- Exercise prompt
Reproduce the full listing that follows, matching it exactly.

- Source material
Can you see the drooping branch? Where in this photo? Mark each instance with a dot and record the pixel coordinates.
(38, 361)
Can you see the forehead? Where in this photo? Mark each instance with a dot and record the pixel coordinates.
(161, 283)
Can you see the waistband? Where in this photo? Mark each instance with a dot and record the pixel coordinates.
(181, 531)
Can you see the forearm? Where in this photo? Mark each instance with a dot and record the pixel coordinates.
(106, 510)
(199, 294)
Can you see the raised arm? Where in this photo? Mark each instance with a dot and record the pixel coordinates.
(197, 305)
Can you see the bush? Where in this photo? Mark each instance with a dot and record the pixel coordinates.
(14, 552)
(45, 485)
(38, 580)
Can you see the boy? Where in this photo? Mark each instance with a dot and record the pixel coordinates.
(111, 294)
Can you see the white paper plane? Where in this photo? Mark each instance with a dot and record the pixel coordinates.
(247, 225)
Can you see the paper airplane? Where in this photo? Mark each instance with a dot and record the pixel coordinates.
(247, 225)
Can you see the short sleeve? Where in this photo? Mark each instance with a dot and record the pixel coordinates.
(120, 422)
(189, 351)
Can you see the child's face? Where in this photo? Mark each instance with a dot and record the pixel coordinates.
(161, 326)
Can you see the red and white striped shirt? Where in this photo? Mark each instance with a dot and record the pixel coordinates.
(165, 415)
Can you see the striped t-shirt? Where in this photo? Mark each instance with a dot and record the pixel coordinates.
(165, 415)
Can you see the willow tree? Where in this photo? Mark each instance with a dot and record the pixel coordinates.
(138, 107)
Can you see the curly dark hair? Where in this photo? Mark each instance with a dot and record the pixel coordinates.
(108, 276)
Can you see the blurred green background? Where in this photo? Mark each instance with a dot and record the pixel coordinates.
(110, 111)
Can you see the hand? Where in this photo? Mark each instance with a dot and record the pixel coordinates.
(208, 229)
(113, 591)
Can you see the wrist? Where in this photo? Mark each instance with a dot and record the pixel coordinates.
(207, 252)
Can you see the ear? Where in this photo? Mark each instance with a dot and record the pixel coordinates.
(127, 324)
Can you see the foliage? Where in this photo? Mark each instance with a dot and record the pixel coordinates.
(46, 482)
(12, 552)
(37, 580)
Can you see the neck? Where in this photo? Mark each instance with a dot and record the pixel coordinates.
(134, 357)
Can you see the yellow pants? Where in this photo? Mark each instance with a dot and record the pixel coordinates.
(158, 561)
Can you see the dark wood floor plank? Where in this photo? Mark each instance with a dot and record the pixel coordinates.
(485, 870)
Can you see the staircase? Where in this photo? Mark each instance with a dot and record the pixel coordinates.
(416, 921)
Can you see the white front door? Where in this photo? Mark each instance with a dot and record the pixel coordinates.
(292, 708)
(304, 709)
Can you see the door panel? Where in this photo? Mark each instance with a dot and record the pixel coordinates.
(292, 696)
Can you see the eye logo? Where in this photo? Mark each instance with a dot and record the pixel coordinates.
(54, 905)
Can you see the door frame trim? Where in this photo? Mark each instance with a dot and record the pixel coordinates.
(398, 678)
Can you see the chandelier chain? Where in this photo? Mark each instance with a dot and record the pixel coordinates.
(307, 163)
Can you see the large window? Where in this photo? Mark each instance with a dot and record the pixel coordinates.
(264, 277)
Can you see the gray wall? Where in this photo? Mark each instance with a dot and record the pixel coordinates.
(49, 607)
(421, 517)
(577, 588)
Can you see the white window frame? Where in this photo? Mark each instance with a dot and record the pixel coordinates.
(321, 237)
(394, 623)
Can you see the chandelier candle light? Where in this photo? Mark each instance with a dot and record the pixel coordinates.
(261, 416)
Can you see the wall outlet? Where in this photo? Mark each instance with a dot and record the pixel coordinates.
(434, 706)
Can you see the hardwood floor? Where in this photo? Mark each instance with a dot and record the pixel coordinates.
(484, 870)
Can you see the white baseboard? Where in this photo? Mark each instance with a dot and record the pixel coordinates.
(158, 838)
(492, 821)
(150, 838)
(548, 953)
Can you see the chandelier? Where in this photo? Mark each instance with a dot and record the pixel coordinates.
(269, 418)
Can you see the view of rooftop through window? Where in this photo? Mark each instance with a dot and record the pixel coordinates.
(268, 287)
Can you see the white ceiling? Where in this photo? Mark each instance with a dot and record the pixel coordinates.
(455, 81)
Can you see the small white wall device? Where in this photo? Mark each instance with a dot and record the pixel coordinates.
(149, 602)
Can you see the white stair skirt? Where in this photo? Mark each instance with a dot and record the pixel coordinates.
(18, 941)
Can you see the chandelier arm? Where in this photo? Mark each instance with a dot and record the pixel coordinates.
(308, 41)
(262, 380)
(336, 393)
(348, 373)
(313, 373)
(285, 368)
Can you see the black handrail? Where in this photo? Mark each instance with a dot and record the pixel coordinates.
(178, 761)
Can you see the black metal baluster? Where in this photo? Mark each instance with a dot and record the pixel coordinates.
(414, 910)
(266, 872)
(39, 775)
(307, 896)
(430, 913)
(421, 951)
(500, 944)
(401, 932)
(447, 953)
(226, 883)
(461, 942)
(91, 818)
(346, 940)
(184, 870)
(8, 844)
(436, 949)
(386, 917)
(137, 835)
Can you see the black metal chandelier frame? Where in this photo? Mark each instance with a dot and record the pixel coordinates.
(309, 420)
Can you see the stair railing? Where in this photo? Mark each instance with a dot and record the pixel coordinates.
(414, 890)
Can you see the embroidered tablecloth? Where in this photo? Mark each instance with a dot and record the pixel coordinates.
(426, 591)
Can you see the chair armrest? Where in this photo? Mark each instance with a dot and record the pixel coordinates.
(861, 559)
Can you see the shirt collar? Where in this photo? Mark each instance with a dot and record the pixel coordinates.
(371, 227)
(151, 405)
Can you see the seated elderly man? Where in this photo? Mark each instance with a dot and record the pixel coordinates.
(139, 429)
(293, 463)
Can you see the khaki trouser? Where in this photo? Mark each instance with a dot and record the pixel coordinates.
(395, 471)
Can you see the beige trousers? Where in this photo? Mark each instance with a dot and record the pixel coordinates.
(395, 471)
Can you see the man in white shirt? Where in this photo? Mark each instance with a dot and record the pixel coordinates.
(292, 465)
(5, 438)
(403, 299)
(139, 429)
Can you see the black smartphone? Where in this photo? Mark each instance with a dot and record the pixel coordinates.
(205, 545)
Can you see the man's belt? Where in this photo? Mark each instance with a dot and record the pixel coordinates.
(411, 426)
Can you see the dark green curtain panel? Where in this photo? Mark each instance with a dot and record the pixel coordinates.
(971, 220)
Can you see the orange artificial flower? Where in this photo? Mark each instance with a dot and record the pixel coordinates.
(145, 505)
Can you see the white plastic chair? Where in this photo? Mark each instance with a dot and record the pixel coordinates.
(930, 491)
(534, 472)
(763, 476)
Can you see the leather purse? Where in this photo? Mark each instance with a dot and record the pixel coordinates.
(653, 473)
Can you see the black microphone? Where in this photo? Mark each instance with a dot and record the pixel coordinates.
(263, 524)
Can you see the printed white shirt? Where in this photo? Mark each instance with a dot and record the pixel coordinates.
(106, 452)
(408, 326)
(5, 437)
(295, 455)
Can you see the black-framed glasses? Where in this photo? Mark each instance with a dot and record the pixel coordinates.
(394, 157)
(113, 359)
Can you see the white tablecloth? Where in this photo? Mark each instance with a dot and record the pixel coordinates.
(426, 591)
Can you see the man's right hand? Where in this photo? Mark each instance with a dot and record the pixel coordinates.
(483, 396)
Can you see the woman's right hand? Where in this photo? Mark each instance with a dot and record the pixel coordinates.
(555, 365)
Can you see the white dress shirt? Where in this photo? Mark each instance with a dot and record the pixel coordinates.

- Exercise answer
Can you see the drooping branch? Where in this photo? Mark each instance with a dot and record the pixel coordinates.
(38, 361)
Can you see the forehead? Where in this photo? Mark each instance with a dot and record the pixel coordinates.
(161, 283)
Can you see the waistband? Where in this photo? Mark each instance with a dot and record the pixel coordinates.
(181, 531)
Can you see the forearm? Where in this photo? Mark each instance with a dot and record the pixel coordinates.
(106, 510)
(199, 294)
Can you see the raised arm? Where in this photo? Mark each instance with a dot and record the pixel coordinates.
(197, 305)
Can you see the bush? Where in this photo? Mark each instance with a dot and record the pixel coordinates.
(14, 552)
(45, 485)
(38, 580)
Can you see the boy? Where in this photo? Mark each instance with a dot and record the pixel coordinates.
(111, 294)
Can you see the white paper plane? Where in this photo? Mark each instance with a dot and record the pixel coordinates.
(247, 225)
Can you see the paper airplane? Where in this photo? Mark each instance with a dot and record the pixel coordinates.
(247, 225)
Can you see the short sleeve? Where in this photo? Mark each instance with a dot and record the pixel coordinates.
(120, 422)
(189, 351)
Can you see the child's face? Where in this photo? Mark each instance with a dot and record the pixel coordinates.
(161, 326)
Can you see the red and white striped shirt? Where in this photo? Mark each instance with a dot and record the pixel coordinates.
(165, 415)
Can you see the striped t-shirt? Where in this photo? Mark each instance with a dot and record the pixel coordinates.
(165, 415)
Can you see the willow tree? Where in this photo? Mark each instance with a dot and record the pixel coordinates.
(138, 107)
Can you see the curly dark hair? Where in this photo? Mark each instance with a dot and record the pixel coordinates.
(108, 276)
Can you see the blurred green background? Where in this photo? Mark each instance with a dot and record the pixel coordinates.
(110, 111)
Can you see the hand? Where in this photo? Mark each instance with a dot and record the pixel coordinates.
(208, 229)
(113, 591)
Can you see the wrist? Where in this photo? Mark each instance with a dot and record the pixel coordinates.
(207, 252)
Can you see the ear? Where in this photo? Mark each instance with a dot and record the pixel coordinates.
(127, 324)
Can you see the foliage? Where in this photo? Mark each instance with a dot and record the pixel coordinates.
(46, 482)
(12, 552)
(37, 580)
Can you see the neck? Where in this photo? Mark each instance with a dot and record the pixel coordinates.
(134, 357)
Can you see the yellow pants? Where in this photo? Mark each instance with a dot and record the pixel coordinates.
(158, 561)
Can you see the dark wood floor plank? Where in this photo? Mark each instance with a dot and record the pixel coordinates.
(485, 870)
Can you see the staircase? Where in this photo? Mark each instance with a dot and record the pixel coordinates.
(416, 921)
Can you see the white front door? Where in this photo? Mark each instance with a dot and record the pixel coordinates.
(292, 708)
(304, 709)
Can you see the door panel? Where in this photo? Mark each instance with a dot and record the pixel coordinates.
(292, 696)
Can you see the eye logo? Where in this photo? Mark each instance with a dot and record the pixel coordinates.
(54, 905)
Can you see the door frame trim? Where in this photo? Mark each instance with a dot and record the pixel coordinates.
(398, 678)
Can you see the chandelier chain? Where in this photo? Mark each instance with a dot and record the pixel coordinates.
(307, 163)
Can you see the large window? Where in this photo? Mark each instance with a dot and record the pixel coordinates.
(264, 277)
Can you see the gray wall? Where in this photo? Mark each instance with a dot and record the pixel coordinates.
(49, 607)
(421, 517)
(577, 588)
Can you see the white window frame? Where in this photo? Mark each instance with a dot and record the pixel coordinates.
(321, 237)
(394, 623)
Can you see the chandelier candle light? Where in this photo? Mark each instance with a dot and record the pixel coordinates.
(261, 416)
Can you see the wall outlet? Where in this photo? Mark each instance with a dot and record the pixel coordinates.
(434, 706)
Can you see the hardwood floor? Where in this photo? Mark each instance with a dot and record the pixel coordinates.
(484, 870)
Can you see the white baseboard? Where in this photo? Mark each instance with a dot and record the pixel coordinates.
(158, 838)
(492, 821)
(150, 838)
(548, 953)
Can you see the chandelier? Where in this photo? Mark each instance with a dot and record the pixel coordinates.
(269, 418)
Can you see the view of rooftop through window? Where in this photo? Mark each instance with a dot and record the pixel coordinates.
(268, 287)
Can you see the white ceiling? Where in this photo? Mark each instance with a dot and record the pixel coordinates.
(455, 81)
Can you see the small white wall device? Where in this photo? Mark each instance with a dot and record the pixel coordinates.
(149, 602)
Can you see the white stair skirt? Where in this photo? Mark each instance with a dot and record the pixel coordinates.
(18, 941)
Can you see the chandelier arm? Where in this photo? Mark each instance with a dot and record the pixel coordinates.
(308, 41)
(262, 380)
(336, 393)
(348, 373)
(313, 373)
(285, 368)
Can you see the black handrail? Where in this photo? Mark each instance with a dot and record the pixel coordinates.
(178, 761)
Can you see the black metal baluster? Where in this photo? Mark each instance with a dot and record the pixel coordinates.
(414, 910)
(266, 872)
(39, 775)
(307, 896)
(430, 913)
(421, 951)
(500, 944)
(401, 932)
(447, 953)
(226, 883)
(461, 942)
(91, 818)
(346, 940)
(184, 870)
(8, 844)
(436, 949)
(386, 917)
(137, 835)
Can you see the black metal chandelier frame? Where in this photo? Mark each instance with a dot and record the pixel coordinates.
(309, 420)
Can you see the stair railing? Where in this photo? Mark each instance with a dot and record the pixel coordinates.
(414, 890)
Can you see the embroidered tablecloth? Where in this photo? Mark each instance with a dot and record the pixel coordinates.
(426, 591)
Can you see the chair armrest? Where in this photo? Mark each instance with a dot and record the pixel coordinates.
(861, 559)
Can you see the shirt collar? Where in this photo? Mark each instance with a dot and record the pixel coordinates.
(371, 227)
(151, 405)
Can you see the seated elderly man? Where in this photo? Mark each instance with a dot and record the pixel coordinates.
(139, 429)
(293, 463)
Can you see the khaki trouser? Where in this photo? Mark each instance with a dot and record the pixel coordinates.
(395, 471)
Can you see the beige trousers? Where in this photo? Mark each instance with a dot and record the pixel coordinates.
(395, 471)
Can you see the man in white shirt? Where in this photo? Mark each instance with a dot and record the pixel coordinates.
(292, 465)
(5, 438)
(403, 299)
(139, 429)
Can you see the black smartphone? Where in this photo? Mark each instance with a dot and record the pixel coordinates.
(205, 545)
Can you see the man's belt? Where in this photo? Mark each instance with a dot and record the pixel coordinates.
(411, 426)
Can you see the dark green curtain panel? Where in this photo? Mark each instance with a dot and record the pixel coordinates.
(971, 220)
Can you see the orange artificial flower? Where in this photo? Mark each instance with a dot and record the pixel coordinates.
(145, 505)
Can you see the white plastic chair? Where in this photo? Mark each instance with a dot and record the pixel coordinates.
(930, 491)
(534, 472)
(763, 476)
Can you see the leather purse? Where in this photo? Mark each instance with a dot and record the pixel coordinates.
(653, 473)
Can you see the black microphone? Where in this photo? Mark each instance with a dot and record the pixel coordinates.
(263, 524)
Can you see the printed white shirt? Where in this photo? Mark each instance with a dot and record the pixel coordinates.
(106, 452)
(408, 326)
(5, 437)
(295, 455)
Can you see the black-framed glasses? Where in this photo? Mark each instance with a dot and record the pixel coordinates.
(394, 157)
(113, 359)
Can you see the white tablecloth? Where in this photo? Mark each instance with a dot and record the pixel coordinates.
(426, 591)
Can you see the man's right hand? Where in this photo? Mark each instance with a dot and record the pixel coordinates.
(483, 396)
Can you see the woman's right hand? Where in this photo? Mark each instance with a dot and record the pixel coordinates.
(555, 365)
Can you see the white dress shirt? Where in this photo? Mark each instance with a dot and record the pixel coordinates.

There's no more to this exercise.